» **Point-per-instance localization data**:
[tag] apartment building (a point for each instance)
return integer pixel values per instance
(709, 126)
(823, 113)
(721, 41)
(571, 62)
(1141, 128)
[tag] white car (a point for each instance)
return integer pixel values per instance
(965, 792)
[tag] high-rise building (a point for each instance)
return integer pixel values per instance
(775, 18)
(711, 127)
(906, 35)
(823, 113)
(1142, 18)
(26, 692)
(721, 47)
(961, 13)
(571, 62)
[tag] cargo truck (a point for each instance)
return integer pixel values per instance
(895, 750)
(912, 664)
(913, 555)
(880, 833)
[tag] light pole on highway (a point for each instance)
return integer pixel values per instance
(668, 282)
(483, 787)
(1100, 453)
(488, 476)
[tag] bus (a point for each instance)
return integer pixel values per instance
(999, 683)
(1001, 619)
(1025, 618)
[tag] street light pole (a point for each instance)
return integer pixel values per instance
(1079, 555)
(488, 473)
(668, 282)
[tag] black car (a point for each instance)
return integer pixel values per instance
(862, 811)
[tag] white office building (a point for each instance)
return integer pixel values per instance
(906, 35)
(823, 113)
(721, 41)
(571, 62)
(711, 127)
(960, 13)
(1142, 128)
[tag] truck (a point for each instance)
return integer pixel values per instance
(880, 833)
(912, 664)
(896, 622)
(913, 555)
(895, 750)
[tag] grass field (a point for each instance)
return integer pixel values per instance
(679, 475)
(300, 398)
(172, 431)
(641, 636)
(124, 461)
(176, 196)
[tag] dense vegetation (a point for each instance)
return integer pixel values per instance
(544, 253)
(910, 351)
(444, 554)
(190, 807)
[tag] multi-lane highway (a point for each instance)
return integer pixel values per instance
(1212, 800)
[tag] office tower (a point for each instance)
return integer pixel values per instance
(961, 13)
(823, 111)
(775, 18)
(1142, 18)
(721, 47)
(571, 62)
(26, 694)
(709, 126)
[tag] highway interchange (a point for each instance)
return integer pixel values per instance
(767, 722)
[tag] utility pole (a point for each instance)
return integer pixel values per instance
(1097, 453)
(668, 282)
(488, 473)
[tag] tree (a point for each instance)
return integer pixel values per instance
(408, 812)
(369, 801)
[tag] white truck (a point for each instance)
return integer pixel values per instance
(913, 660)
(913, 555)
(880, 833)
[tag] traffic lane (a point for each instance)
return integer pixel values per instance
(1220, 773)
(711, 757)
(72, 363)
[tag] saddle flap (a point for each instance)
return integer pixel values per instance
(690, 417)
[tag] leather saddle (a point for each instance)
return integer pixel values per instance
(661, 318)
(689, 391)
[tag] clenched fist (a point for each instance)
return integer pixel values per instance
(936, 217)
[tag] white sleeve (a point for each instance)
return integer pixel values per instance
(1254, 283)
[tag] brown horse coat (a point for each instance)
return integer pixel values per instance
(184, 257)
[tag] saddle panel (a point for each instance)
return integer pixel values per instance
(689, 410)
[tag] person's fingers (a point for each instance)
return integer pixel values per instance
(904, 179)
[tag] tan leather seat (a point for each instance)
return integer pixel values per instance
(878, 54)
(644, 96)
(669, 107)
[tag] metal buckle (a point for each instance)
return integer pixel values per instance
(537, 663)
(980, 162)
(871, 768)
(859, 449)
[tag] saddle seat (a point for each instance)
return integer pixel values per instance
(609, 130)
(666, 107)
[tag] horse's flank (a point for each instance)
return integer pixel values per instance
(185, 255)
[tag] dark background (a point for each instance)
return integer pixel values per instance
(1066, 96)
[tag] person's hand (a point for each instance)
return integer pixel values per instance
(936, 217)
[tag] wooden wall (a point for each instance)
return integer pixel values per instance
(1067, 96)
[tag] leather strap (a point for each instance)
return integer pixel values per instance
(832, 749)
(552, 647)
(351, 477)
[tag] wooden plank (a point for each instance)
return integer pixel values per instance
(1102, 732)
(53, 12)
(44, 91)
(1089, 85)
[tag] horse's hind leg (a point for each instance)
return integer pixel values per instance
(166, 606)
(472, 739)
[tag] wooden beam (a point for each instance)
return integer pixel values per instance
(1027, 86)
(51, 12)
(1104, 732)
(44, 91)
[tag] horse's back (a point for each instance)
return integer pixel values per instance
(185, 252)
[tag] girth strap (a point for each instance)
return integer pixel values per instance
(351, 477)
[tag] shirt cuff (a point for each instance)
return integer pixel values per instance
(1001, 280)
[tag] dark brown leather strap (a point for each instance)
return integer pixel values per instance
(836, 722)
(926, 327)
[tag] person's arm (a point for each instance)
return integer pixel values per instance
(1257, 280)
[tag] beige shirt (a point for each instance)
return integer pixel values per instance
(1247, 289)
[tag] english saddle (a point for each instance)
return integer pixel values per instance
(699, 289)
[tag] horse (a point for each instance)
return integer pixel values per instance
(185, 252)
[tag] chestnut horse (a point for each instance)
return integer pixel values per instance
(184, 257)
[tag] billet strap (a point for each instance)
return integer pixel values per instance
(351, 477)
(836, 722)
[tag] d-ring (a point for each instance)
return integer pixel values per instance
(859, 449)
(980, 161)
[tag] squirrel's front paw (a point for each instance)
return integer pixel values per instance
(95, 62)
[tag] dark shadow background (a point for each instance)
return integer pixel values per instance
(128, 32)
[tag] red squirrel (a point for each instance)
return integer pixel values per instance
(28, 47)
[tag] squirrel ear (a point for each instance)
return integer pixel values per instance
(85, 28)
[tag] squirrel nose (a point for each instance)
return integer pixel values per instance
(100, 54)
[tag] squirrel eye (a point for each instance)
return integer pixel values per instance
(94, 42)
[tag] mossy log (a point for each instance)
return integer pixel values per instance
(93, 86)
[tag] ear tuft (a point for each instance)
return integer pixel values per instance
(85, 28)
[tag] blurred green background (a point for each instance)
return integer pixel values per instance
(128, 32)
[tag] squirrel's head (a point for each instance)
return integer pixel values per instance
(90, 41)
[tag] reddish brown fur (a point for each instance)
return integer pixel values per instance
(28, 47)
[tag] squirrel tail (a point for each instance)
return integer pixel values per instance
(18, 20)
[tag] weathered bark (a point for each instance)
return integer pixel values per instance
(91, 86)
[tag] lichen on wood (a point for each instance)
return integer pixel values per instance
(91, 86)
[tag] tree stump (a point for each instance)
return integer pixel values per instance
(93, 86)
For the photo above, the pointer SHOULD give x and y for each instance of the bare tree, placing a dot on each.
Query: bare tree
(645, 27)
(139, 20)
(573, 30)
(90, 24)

» **PROBLEM DESCRIPTION**:
Reproduce every record, matching each line exactly.

» **OUTPUT**:
[tag] apartment building (a point for each instance)
return integer pixel values per instance
(709, 126)
(823, 113)
(721, 41)
(571, 62)
(1141, 128)
[tag] white car (a point for each instance)
return integer pixel values per instance
(965, 792)
[tag] high-rise building (a point for each instance)
return integer pixel values per instance
(775, 18)
(711, 127)
(906, 35)
(823, 113)
(1142, 18)
(26, 692)
(721, 47)
(961, 13)
(571, 62)
[tag] cargo truck (a point for each instance)
return integer pixel values per instance
(895, 750)
(912, 664)
(913, 555)
(880, 833)
[tag] light pole on highway (a point for each instance)
return integer pixel values per instance
(668, 282)
(483, 787)
(1100, 453)
(488, 476)
[tag] bus (a point for each instance)
return integer pixel values per instance
(999, 683)
(1001, 619)
(1025, 618)
[tag] street light pole (a point for each instance)
return integer pixel values per instance
(1079, 555)
(488, 473)
(668, 282)
[tag] black car (a point for each instance)
return integer pixel values per instance
(862, 811)
[tag] white office building (a point for each instance)
return integer pixel values per instance
(906, 35)
(823, 113)
(721, 41)
(571, 62)
(711, 127)
(960, 13)
(1142, 128)
[tag] truck (a point for each instance)
return integer pixel values per instance
(880, 833)
(912, 664)
(896, 622)
(913, 555)
(895, 750)
[tag] grass field (a point for each instance)
return integer pixel values per instance
(679, 475)
(300, 398)
(172, 431)
(641, 636)
(124, 461)
(176, 196)
[tag] dense vegetation (a point for each instance)
return integer pixel values per instance
(544, 253)
(910, 351)
(444, 554)
(190, 807)
[tag] multi-lane highway (a point for each instance)
return integer pixel values per instance
(1212, 800)
[tag] office tower (a point for each instance)
return integer pixel values per instance
(961, 13)
(823, 111)
(775, 18)
(1142, 18)
(721, 47)
(571, 62)
(26, 694)
(709, 126)
[tag] highway interchange (a point for each instance)
return integer pixel values per instance
(767, 722)
[tag] utility pole (a point for each instance)
return integer pixel values per instance
(1097, 453)
(668, 282)
(488, 473)
[tag] tree (a point for each instance)
return integer pixel values per instance
(408, 812)
(369, 801)
[tag] white truck (a point for each instance)
return integer pixel values per instance
(913, 660)
(913, 555)
(880, 833)
[tag] traffic lane (a point for each instance)
return integer pixel values per instance
(1220, 773)
(711, 757)
(72, 363)
[tag] saddle flap (a point for each instance)
return integer pixel values per instance
(690, 417)
[tag] leather saddle (a point for each instance)
return integer pixel values per instance
(661, 318)
(689, 391)
[tag] clenched fist (a point for each instance)
return integer pixel values per instance
(936, 217)
[tag] white sleeve (a point for each instance)
return integer pixel values per instance
(1254, 283)
[tag] brown horse coat (a point for each instance)
return integer pixel values per instance
(184, 257)
[tag] saddle panel (a point for each instance)
return integer pixel values per instance
(689, 410)
[tag] person's fingers (a point for each instance)
return integer pixel values per instance
(904, 179)
[tag] tan leather seat (a point for each instance)
return integer pixel values per instance
(878, 54)
(644, 96)
(669, 107)
[tag] metal buckle (a point for each instance)
return integer pixel values per instance
(537, 663)
(980, 162)
(871, 768)
(859, 449)
[tag] saddle seat (a point for each instance)
return integer pixel values per instance
(609, 130)
(666, 107)
[tag] horse's flank (a point for each instance)
return integer pixel values per instance
(185, 255)
[tag] dark background (a point for each instance)
return integer pixel values per instance
(1066, 96)
[tag] person's hand (a point for each instance)
return integer pixel values per instance
(936, 217)
[tag] wooden wall (a point for each instance)
return integer pixel values per instance
(1067, 96)
[tag] leather strap (a point for each instance)
return integer pixel values per instance
(832, 749)
(552, 647)
(351, 477)
[tag] wooden plank (a point for each instance)
return integer pixel values per instance
(1102, 732)
(53, 12)
(44, 91)
(1089, 85)
[tag] horse's hind leg (a point for each instance)
return integer pixel values per instance
(166, 606)
(472, 739)
[tag] wooden beam (a point for each instance)
return integer pixel values per instance
(1027, 86)
(51, 12)
(1104, 732)
(44, 91)
[tag] horse's back (a point for each instance)
return integer pixel values per instance
(185, 252)
[tag] girth strap (a point for each instance)
return integer pixel values per instance
(351, 477)
[tag] shirt cuff (a point for each instance)
return integer pixel values per instance
(1001, 280)
[tag] dark brown leather strap (a point for each instance)
return integer pixel values per instance
(836, 722)
(926, 327)
[tag] person's arm (a point for each instance)
return integer pixel values per instance
(1257, 280)
[tag] beige shirt (a point for each instance)
return integer pixel values per instance
(1247, 289)
[tag] english saddle (a point for each instance)
return integer pixel values per instance
(699, 289)
[tag] horse (a point for each instance)
return integer pixel values per instance
(185, 252)
[tag] chestnut horse (a point for each instance)
return integer pixel values per instance
(184, 257)
[tag] billet strap (a point for each instance)
return integer pixel values per instance
(351, 477)
(836, 722)
[tag] d-ring (a point for each instance)
return integer pixel values per instance
(859, 449)
(980, 161)
[tag] squirrel's front paw (a point for each instance)
return integer pixel values per instance
(95, 62)
[tag] dark shadow background (a point for each instance)
return integer pixel values per instance
(128, 32)
[tag] red squirrel (a point for each instance)
return integer pixel values per instance
(28, 47)
[tag] squirrel ear (a point for each instance)
return integer pixel values per instance
(85, 28)
[tag] squirrel nose (a point for each instance)
return integer pixel values per instance
(100, 54)
[tag] squirrel eye (a point for each instance)
return integer pixel values per instance
(94, 42)
[tag] mossy log (a point for each instance)
return integer pixel values per instance
(93, 86)
[tag] ear tuft (a point for each instance)
return integer pixel values per instance
(85, 28)
[tag] blurred green background (a point for each instance)
return integer pixel values per instance
(128, 32)
[tag] squirrel's head (a point for each instance)
return integer pixel values per instance
(90, 41)
[tag] reddish brown fur (a point for each instance)
return integer pixel values per instance
(28, 47)
[tag] squirrel tail (a point for each instance)
return integer pixel values per instance
(18, 20)
[tag] weathered bark (a point for each instance)
return integer pixel values per instance
(91, 86)
[tag] lichen on wood (a point for each instance)
return integer pixel values per instance
(91, 86)
[tag] tree stump (a point for each instance)
return integer pixel values per instance
(93, 86)
For the photo above, the pointer SHOULD give x and y for each instance of the bare tree, placing a dot on each.
Query: bare tree
(645, 27)
(139, 20)
(573, 30)
(90, 24)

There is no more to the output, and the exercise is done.